> **PROBLEM TO WORK ON**
Output these lines as a Markdown table with the columns "No." and "Line", numbering each row and leaving out any blank lines.

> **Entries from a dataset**

=====

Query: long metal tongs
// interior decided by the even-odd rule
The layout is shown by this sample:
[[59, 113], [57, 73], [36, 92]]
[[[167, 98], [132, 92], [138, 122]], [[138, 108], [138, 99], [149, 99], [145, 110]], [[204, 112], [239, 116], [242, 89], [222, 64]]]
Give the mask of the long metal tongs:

=====

> **TASK RESULT**
| No. | Line |
|---|---|
| 1 | Query: long metal tongs |
| 2 | // interior decided by the even-odd rule |
| 3 | The layout is shown by this sample: |
| 4 | [[59, 113], [57, 73], [36, 92]] |
| 5 | [[[167, 98], [132, 92], [138, 122]], [[138, 108], [138, 99], [149, 99], [145, 110]], [[204, 112], [239, 116], [242, 89], [222, 64]]] |
| 6 | Give the mask of the long metal tongs: |